- Dataset items on where objects appear -
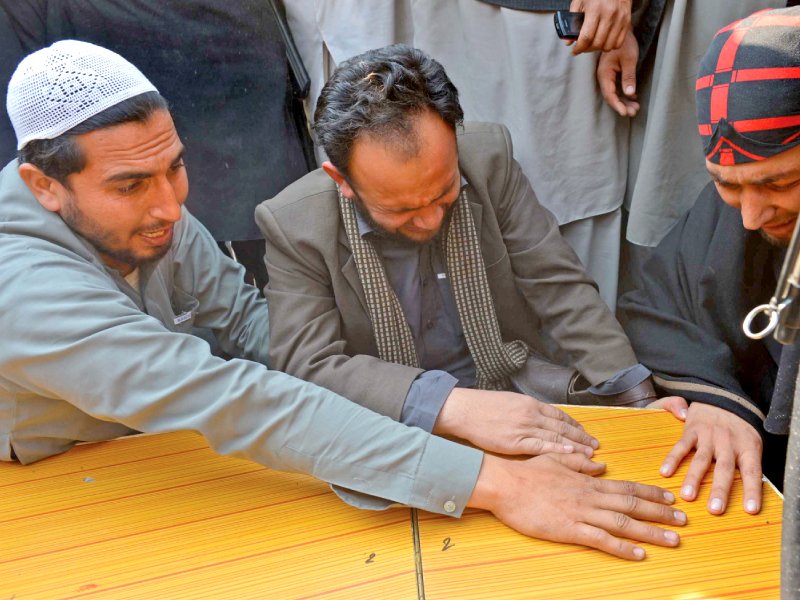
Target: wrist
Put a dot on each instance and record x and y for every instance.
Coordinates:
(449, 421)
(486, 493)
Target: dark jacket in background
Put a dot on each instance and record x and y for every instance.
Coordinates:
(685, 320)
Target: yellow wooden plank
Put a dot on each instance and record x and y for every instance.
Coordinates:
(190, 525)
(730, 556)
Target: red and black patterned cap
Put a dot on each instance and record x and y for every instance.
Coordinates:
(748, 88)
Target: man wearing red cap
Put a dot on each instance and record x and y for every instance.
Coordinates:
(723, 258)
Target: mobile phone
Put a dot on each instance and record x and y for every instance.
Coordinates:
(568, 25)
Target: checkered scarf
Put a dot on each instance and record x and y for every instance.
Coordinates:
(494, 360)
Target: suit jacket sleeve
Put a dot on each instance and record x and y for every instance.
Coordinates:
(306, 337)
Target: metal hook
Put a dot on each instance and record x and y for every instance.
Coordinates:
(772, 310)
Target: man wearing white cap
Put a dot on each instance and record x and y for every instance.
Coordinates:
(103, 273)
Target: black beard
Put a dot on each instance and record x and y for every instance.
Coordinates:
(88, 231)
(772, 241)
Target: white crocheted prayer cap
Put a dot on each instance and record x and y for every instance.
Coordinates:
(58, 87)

- Set problem -
Rewrite the stretch from the line containing "Target: white crocheted prayer cap" through the end of the items, keeping the requests, and multiply every coordinate in the answers by 1.85, rounding to the nearest whole number with halves rounded up.

- The output -
Target: white crocheted prayer cap
Put a dot on each instance and record x and y for every instance.
Coordinates:
(107, 161)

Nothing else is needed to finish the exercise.